Stored items from a collection>
--------

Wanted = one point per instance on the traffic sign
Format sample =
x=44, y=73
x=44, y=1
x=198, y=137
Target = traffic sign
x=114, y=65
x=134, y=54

--------

Try it> Quote each line above in full, word for word.

Answer for the task>
Wanted = one point per instance on the traffic sign
Format sample =
x=44, y=73
x=44, y=1
x=198, y=137
Target = traffic sign
x=114, y=65
x=134, y=54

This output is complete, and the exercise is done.